BLOK TEKS:
Lihat ke Halaman Asli

Dilema Bali Hijau: Antara Investasi Infrastruktur dan Kesucian Alam Pulau Dewata

Diperbarui: 13 Oktober 2025   01:02

Kompasiana adalah platform blog. Konten ini menjadi tanggung jawab bloger dan tidak mewakili pandangan redaksi Kompas.

Sosbud. Sumber ilustrasi: KOMPAS.com/Pesona Indonesia

Pendahuluan

Ketika pesawat mendarat di Bandara Ngurah Rai para wisatawan disambut dengan pemandangan indah sawah hijau, pura megah, dan laut biru yang menenangkan. Namun di balik pesona Pulau Dewata itu tersimpan kegelisahan yang kian nyata. Bali kini berada di persimpangan jalan antara mengejar kemajuan ekonomi lewat investasi infrastruktur besar-besaran atau menjaga kesucian alam dan budaya yang menjadi napas kehidupan masyarakatnya.

Pembangunan jalan tol laut, bandara baru, dan kawasan pariwisata memang menjanjikan pertumbuhan ekonomi dan lapangan kerja. Namun, di sisi lain pembangunan masif ini sering kali menimbulkan paradoks. Hutan adat terancam tergusur, lahan subak semakin menyempit, dan sumber air suci (tukad serta pancoran) mulai tercemar. Pertanyaannya sampai di mana pembangunan bisa dilakukan tanpa mengorbankan nilai-nilai suci yang telah diwariskan leluhur?

DATA HASIL EKSTRAKSI:
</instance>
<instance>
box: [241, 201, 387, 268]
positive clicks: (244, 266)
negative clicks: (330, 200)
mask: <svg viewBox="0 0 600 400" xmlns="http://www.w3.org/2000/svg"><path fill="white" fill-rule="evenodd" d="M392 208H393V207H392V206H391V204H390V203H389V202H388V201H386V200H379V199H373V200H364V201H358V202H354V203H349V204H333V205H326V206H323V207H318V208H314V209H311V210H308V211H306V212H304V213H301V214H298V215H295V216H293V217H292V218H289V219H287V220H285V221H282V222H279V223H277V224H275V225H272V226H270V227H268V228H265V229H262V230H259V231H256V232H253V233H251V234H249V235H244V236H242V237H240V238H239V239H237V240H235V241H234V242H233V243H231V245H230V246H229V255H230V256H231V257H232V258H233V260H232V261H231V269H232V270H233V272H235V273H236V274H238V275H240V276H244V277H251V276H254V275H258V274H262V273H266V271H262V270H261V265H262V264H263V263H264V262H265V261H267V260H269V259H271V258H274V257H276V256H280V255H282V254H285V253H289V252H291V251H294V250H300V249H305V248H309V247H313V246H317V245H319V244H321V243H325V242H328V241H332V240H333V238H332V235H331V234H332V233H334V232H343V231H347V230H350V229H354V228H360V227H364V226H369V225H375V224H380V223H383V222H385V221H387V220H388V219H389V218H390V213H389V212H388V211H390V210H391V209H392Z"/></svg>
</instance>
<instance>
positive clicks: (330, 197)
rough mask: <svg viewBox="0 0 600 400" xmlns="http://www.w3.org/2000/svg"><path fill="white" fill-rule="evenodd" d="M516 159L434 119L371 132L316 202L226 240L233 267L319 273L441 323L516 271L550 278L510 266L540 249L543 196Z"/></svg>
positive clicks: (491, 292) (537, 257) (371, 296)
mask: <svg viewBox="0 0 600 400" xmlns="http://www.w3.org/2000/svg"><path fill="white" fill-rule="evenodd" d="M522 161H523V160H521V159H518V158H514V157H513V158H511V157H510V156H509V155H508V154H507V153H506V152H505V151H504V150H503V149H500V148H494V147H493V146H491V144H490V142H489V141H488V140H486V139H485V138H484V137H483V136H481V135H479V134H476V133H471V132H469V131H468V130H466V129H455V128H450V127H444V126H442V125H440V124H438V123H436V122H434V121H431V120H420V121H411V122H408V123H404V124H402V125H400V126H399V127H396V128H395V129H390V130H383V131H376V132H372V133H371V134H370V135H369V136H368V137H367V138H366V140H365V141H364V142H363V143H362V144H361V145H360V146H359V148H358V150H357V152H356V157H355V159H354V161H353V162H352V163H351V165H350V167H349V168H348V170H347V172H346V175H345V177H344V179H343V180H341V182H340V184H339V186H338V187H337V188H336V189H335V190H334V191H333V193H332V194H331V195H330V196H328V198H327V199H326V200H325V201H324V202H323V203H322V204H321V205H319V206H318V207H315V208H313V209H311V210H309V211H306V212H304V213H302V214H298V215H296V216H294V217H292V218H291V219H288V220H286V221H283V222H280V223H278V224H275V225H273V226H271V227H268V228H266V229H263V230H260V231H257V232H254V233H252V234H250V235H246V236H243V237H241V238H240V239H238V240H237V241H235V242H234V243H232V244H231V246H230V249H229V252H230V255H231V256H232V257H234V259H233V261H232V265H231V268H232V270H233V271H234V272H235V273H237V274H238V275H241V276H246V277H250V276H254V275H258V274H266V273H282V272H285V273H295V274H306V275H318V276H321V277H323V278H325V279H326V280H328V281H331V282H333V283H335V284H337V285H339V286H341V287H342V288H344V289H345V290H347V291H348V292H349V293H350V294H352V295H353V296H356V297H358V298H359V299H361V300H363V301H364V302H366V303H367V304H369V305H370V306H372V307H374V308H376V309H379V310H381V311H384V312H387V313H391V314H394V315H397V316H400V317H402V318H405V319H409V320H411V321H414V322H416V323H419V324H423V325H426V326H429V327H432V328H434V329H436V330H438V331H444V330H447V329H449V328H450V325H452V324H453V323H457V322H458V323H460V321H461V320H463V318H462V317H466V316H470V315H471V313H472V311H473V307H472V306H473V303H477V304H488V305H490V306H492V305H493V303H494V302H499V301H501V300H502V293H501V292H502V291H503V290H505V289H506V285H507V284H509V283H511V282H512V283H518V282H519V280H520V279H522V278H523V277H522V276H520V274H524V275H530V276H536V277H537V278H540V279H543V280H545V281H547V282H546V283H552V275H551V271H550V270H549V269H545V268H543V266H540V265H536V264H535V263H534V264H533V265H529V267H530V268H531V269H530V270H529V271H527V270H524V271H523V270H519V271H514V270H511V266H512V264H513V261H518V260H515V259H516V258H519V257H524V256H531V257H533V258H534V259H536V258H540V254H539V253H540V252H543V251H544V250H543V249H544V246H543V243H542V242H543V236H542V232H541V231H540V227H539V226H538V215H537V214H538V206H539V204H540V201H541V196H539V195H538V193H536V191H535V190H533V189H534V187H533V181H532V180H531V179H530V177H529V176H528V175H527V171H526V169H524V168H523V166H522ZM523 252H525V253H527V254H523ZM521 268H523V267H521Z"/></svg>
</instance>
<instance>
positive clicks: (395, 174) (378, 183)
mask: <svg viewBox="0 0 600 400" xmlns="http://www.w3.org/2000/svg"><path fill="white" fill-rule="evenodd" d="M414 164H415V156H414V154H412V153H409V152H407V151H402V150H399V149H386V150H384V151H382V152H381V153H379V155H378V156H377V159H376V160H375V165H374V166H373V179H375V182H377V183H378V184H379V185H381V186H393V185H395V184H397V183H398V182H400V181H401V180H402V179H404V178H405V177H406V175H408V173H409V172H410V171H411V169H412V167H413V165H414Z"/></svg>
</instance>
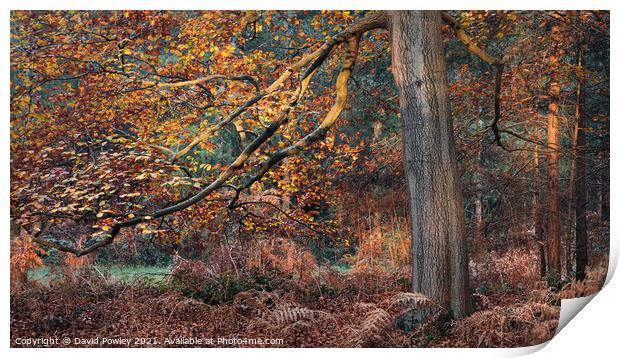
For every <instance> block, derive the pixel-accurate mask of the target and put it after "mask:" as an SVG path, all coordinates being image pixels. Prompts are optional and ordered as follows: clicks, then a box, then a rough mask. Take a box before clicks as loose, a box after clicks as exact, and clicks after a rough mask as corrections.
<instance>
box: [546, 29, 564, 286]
mask: <svg viewBox="0 0 620 358" xmlns="http://www.w3.org/2000/svg"><path fill="white" fill-rule="evenodd" d="M557 31H559V30H558V29H557V28H556V27H554V29H553V32H554V33H555V32H557ZM558 60H559V59H558V57H557V55H552V56H551V57H550V59H549V62H550V63H549V65H550V67H551V69H552V74H551V83H550V89H549V95H550V97H551V102H550V103H549V115H548V122H547V144H548V151H549V155H548V158H549V217H548V234H549V250H548V259H549V270H548V273H547V274H548V277H549V279H550V282H556V281H557V280H558V279H559V277H560V273H561V249H560V208H559V198H558V184H559V169H558V161H559V155H558V126H559V123H558V121H559V118H558V109H559V106H558V99H559V96H560V83H559V82H558V71H557V67H558V66H559V63H558Z"/></svg>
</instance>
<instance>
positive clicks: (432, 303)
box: [382, 292, 434, 310]
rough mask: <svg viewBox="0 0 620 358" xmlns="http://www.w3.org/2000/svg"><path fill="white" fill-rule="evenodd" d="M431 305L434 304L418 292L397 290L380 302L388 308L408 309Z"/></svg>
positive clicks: (428, 305)
mask: <svg viewBox="0 0 620 358" xmlns="http://www.w3.org/2000/svg"><path fill="white" fill-rule="evenodd" d="M431 305H434V303H433V301H431V300H430V299H429V298H428V297H426V296H424V295H423V294H421V293H418V292H399V293H398V294H396V295H394V296H392V297H390V298H388V299H386V300H384V301H383V302H382V306H384V307H387V309H388V310H393V309H398V310H403V309H406V310H410V309H414V308H422V307H428V306H431Z"/></svg>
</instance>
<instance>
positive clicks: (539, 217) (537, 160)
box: [532, 144, 547, 278]
mask: <svg viewBox="0 0 620 358" xmlns="http://www.w3.org/2000/svg"><path fill="white" fill-rule="evenodd" d="M539 158H540V156H539V154H538V144H536V145H534V186H535V188H534V195H533V198H532V210H533V213H532V214H533V216H534V241H535V243H536V246H537V247H538V252H539V259H540V277H542V278H544V277H546V276H547V260H546V257H545V241H544V240H545V239H544V235H543V216H542V212H541V205H540V202H541V200H540V191H541V189H542V187H541V185H540V162H539Z"/></svg>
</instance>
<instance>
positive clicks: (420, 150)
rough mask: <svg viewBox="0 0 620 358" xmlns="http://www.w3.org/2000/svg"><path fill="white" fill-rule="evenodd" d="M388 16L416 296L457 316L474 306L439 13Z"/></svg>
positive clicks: (391, 15)
mask: <svg viewBox="0 0 620 358" xmlns="http://www.w3.org/2000/svg"><path fill="white" fill-rule="evenodd" d="M389 18H390V20H389V21H390V29H391V36H392V71H393V73H394V79H395V81H396V84H397V87H398V91H399V97H400V111H401V120H402V122H403V143H404V161H405V163H404V166H405V173H406V177H407V188H408V191H409V207H410V213H411V214H410V215H411V224H412V236H413V245H412V246H413V257H412V258H413V290H414V291H416V292H422V293H424V294H425V295H427V296H429V297H430V298H432V299H434V300H436V301H437V302H439V303H440V304H442V305H444V306H445V307H446V308H448V309H449V310H450V311H451V313H452V315H453V316H454V317H457V318H460V317H464V316H466V315H468V314H469V313H470V312H471V309H472V307H471V296H470V289H469V272H468V259H467V250H466V241H465V238H466V236H465V235H466V234H465V222H464V210H463V198H462V193H461V188H460V183H459V175H458V169H457V165H456V159H455V158H456V155H455V146H454V139H453V135H452V119H451V117H450V106H449V102H448V80H447V71H446V64H445V55H444V50H443V41H442V37H441V15H440V13H439V12H435V11H398V12H391V13H390V17H389Z"/></svg>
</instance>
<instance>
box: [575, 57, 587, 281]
mask: <svg viewBox="0 0 620 358" xmlns="http://www.w3.org/2000/svg"><path fill="white" fill-rule="evenodd" d="M582 58H583V48H580V49H579V66H582V65H583V64H582V63H581V62H582ZM585 87H586V86H585V81H584V79H583V77H581V78H580V79H579V83H578V87H577V119H578V122H577V123H578V126H577V128H575V129H576V130H577V132H576V134H577V143H576V144H577V145H576V151H575V154H576V156H575V176H576V178H575V261H576V267H575V278H576V279H577V280H583V279H584V278H585V276H586V266H587V265H588V232H587V220H586V202H587V193H588V187H587V183H586V163H585V160H584V154H585V153H584V148H586V133H585V131H584V129H585V128H586V127H587V123H586V121H587V119H586V113H585V111H584V108H583V107H584V101H585Z"/></svg>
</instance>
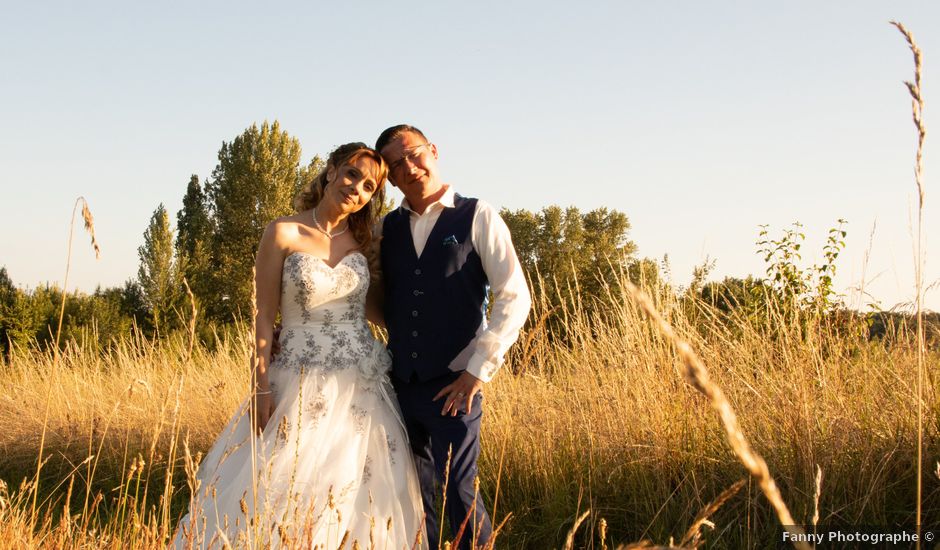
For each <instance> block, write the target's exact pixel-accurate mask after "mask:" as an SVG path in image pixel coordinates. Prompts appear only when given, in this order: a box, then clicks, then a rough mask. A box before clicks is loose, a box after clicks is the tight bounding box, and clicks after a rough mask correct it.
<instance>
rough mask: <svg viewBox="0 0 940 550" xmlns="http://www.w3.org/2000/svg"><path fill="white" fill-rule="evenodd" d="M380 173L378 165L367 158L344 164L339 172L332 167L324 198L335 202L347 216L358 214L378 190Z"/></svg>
mask: <svg viewBox="0 0 940 550" xmlns="http://www.w3.org/2000/svg"><path fill="white" fill-rule="evenodd" d="M378 172H379V165H378V163H376V162H375V161H374V160H372V159H371V158H369V157H366V156H361V157H359V158H358V159H356V160H355V161H354V162H352V163H349V164H344V165H343V166H341V167H340V168H339V169H338V170H337V169H334V168H332V167H330V172H329V173H328V174H327V182H328V183H327V185H326V189H325V196H324V197H323V198H324V199H329V200H332V201H335V203H336V204H337V205H339V207H340V210H342V211H343V212H345V213H347V214H352V213H354V212H358V211H359V210H361V209H362V208H363V207H364V206H365V205H366V204H368V203H369V200H370V199H371V198H372V195H373V193H375V192H376V191H377V190H378V188H379V182H378V181H376V179H377V178H376V174H377V173H378Z"/></svg>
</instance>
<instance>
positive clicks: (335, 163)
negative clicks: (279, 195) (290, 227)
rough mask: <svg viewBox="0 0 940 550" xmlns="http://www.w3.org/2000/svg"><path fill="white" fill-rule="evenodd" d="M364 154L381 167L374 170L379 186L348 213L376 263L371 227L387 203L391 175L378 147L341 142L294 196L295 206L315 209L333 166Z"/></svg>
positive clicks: (368, 256)
mask: <svg viewBox="0 0 940 550" xmlns="http://www.w3.org/2000/svg"><path fill="white" fill-rule="evenodd" d="M362 157H367V158H370V159H372V160H373V161H374V162H375V163H376V165H377V166H378V169H377V170H376V171H375V172H374V176H375V183H376V189H375V192H374V193H372V198H371V199H370V200H369V202H367V203H366V205H365V206H363V207H362V209H361V210H359V211H358V212H355V213H353V214H351V215H350V216H349V218H348V219H349V231H350V232H351V233H352V235H353V237H354V238H355V239H356V242H357V243H359V250H360V251H362V253H363V254H365V255H366V257H367V258H368V259H369V263H370V265H371V264H374V263H375V262H376V260H377V255H378V251H377V247H374V246H372V244H373V243H372V229H373V228H374V227H375V225H376V223H377V222H378V221H379V214H380V210H381V205H382V204H384V203H385V180H386V179H387V178H388V165H387V164H385V160H384V159H383V158H382V155H380V154H379V153H378V152H377V151H376V150H375V149H372V148H371V147H369V146H368V145H366V144H365V143H360V142H354V143H346V144H344V145H340V146H339V147H337V148H336V149H334V150H333V152H332V153H330V156H329V158H328V159H327V161H326V166H325V167H324V168H323V170H320V171H319V172H318V173H317V174H316V175H315V176H314V177H313V178H312V179H311V180H310V181H309V182H308V183H306V184H304V186H303V188H301V190H300V193H298V194H297V197H295V198H294V208H295V209H296V210H297V212H303V211H304V210H309V209H311V208H314V207H315V206H316V205H317V204H319V203H320V200H321V199H322V198H323V190H324V189H325V188H326V185H327V183H329V182H328V181H327V174H328V173H329V172H330V168H333V169H335V170H339V169H340V168H341V167H343V166H346V165H348V164H353V163H355V162H356V161H357V160H359V159H360V158H362Z"/></svg>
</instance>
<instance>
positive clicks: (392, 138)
mask: <svg viewBox="0 0 940 550" xmlns="http://www.w3.org/2000/svg"><path fill="white" fill-rule="evenodd" d="M405 132H411V133H412V134H418V135H419V136H421V139H423V140H424V141H425V142H427V141H428V138H426V137H425V136H424V132H422V131H421V130H419V129H417V128H415V127H414V126H412V125H410V124H398V125H396V126H392V127H391V128H386V130H385V131H384V132H382V133H381V134H379V139H377V140H375V150H376V151H378V152H379V153H381V152H382V149H384V148H385V146H386V145H388V144H389V142H390V141H392V140H393V139H395V138H397V137H399V136H401V135H402V134H404V133H405Z"/></svg>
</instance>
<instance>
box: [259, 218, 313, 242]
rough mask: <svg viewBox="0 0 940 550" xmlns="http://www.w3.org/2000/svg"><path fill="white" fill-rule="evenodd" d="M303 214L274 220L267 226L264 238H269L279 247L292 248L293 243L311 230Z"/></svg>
mask: <svg viewBox="0 0 940 550" xmlns="http://www.w3.org/2000/svg"><path fill="white" fill-rule="evenodd" d="M303 214H304V212H300V213H298V214H292V215H290V216H281V217H280V218H277V219H274V220H272V221H271V222H270V223H268V225H267V227H265V229H264V236H263V237H262V240H269V241H270V242H271V243H272V244H273V245H275V246H276V247H277V248H281V249H288V248H291V246H292V243H294V242H295V241H296V240H297V239H298V238H300V237H301V236H302V235H304V234H305V233H306V232H307V231H309V228H308V225H307V224H306V223H305V220H304V216H303Z"/></svg>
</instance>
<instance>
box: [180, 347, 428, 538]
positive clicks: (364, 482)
mask: <svg viewBox="0 0 940 550" xmlns="http://www.w3.org/2000/svg"><path fill="white" fill-rule="evenodd" d="M376 346H377V347H376V348H375V350H374V352H373V353H372V354H371V356H370V357H363V359H362V361H372V362H375V361H377V359H376V357H381V355H379V354H381V353H384V350H383V349H381V344H379V343H378V342H376ZM288 351H290V350H288ZM283 355H284V356H285V357H291V356H293V357H296V356H297V355H298V354H296V353H294V354H291V353H285V354H283ZM379 363H382V362H381V361H379ZM379 366H380V367H381V364H380V365H379ZM374 367H375V365H364V368H354V369H350V368H332V369H331V368H330V367H329V366H328V365H316V364H313V365H303V364H297V363H296V362H294V363H293V364H291V362H289V361H282V362H281V363H280V364H279V363H278V362H277V361H275V362H274V364H273V365H272V367H271V368H270V369H269V371H268V373H269V375H268V376H269V381H270V383H271V387H272V391H273V395H274V403H275V411H274V414H273V415H272V417H271V420H270V421H269V422H268V424H267V426H265V429H264V432H263V434H262V435H260V436H255V437H252V435H251V433H252V430H251V429H250V417H249V411H248V401H247V400H246V401H245V402H243V403H242V404H241V405H240V406H239V409H238V410H237V411H236V413H235V415H234V416H233V418H232V419H231V420H230V421H229V423H228V425H227V426H226V427H225V429H224V430H223V431H222V434H221V435H220V436H219V439H218V440H217V441H216V443H215V444H214V445H213V447H212V448H211V449H210V450H209V452H208V454H206V456H205V458H204V459H203V460H202V462H201V464H200V466H199V472H198V474H197V476H196V478H197V487H196V488H195V490H194V491H193V493H192V495H193V496H192V500H191V503H190V510H189V513H188V514H187V515H186V516H185V517H184V518H183V519H182V520H181V521H180V526H179V529H178V530H177V534H176V538H175V540H174V546H175V547H176V548H190V547H192V548H223V547H225V546H226V545H228V546H230V547H232V548H242V547H268V546H270V547H271V548H286V547H303V548H316V547H317V545H319V546H320V547H321V548H337V547H339V546H340V544H341V543H342V541H343V540H344V539H345V540H346V546H345V548H352V547H353V543H354V541H358V542H359V546H360V547H362V548H370V547H372V548H389V549H401V548H406V549H411V548H425V546H424V543H423V541H425V540H426V537H425V536H424V534H423V533H421V534H420V535H419V532H420V531H423V528H424V512H423V506H422V503H421V493H420V490H419V487H418V481H417V476H416V473H415V467H414V462H413V458H412V455H411V450H410V447H409V445H408V441H407V437H406V435H405V431H404V428H403V425H402V423H401V413H400V411H399V410H398V404H397V401H396V398H395V395H394V393H393V390H392V388H391V385H390V383H389V381H388V378H387V374H385V373H384V372H381V370H382V369H381V368H379V369H376V368H374ZM419 541H420V542H419Z"/></svg>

PETUNJUK PENGERJAAN:
a - Menurut teks Bali Hijau, pemandangan apa saja yang menyambut wisatawan ketika pesawat mendarat di Bandara Ngurah Rai?
b - Lanjutkan teks Bali Hijau dari kalimat terakhirnya.
Baris-baris data tidak berkaitan dengan teks Bali Hijau.

JAWABAN TIAP TUGAS:
a - Sawah hijau, pura megah, dan laut biru yang menenangkan.

b -
Di tengah dilema itu ajaran Tri Hita Karana kembali menggema sebagai filosofi penting untuk menyeimbangkan pembangunan dan pelestarian. Bali yang hijau dan suci bukan hanya impian tetapi tanggung jawab bersama untuk memastikan bahwa pembangunan tidak menghapus jati diri Pulau Dewata.

Latar Belakang Masalah

Bali menjadi salah satu ikon pariwisata dunia, tetapi keberhasilannya menyimpan sisi gelap, ketimpangan sosial, krisis air, dan kerusakan lingkungan akibat pembangunan tak terkendali. Data dari Badan Lingkungan Hidup Bali mencatat bahwa volume sampah di wilayah Denpasar dan Badung mencapai lebih dari 1.500 ton per hari.

Pemerintah pusat dan daerah berupaya menyeimbangkan pembangunan melalui berbagai kebijakan, seperti RPJMN 2025--2029 dan Perda Provinsi Bali Nomor 4 Tahun 2023 tentang Haluan Pembangunan Bali Masa Depan. Kedua dokumen ini menekankan pentingnya pembangunan berkelanjutan berbasis budaya lokal dan prinsip Tri Hita Karana (THK)

Namun di lapangan sering muncul konflik kepentingan antara ekonomi dan spiritualitas. Misalnya proyek infrastruktur strategis seperti jalan tol laut, pengembangan kawasan wisata di daerah suci, atau perluasan kawasan industri sering memicu penolakan masyarakat adat. Di sinilah dilema Bali hijau muncul. Bagaimana menyeimbangkan kemajuan ekonomi tanpa mengkhianati kesucian alam dan nilai budaya?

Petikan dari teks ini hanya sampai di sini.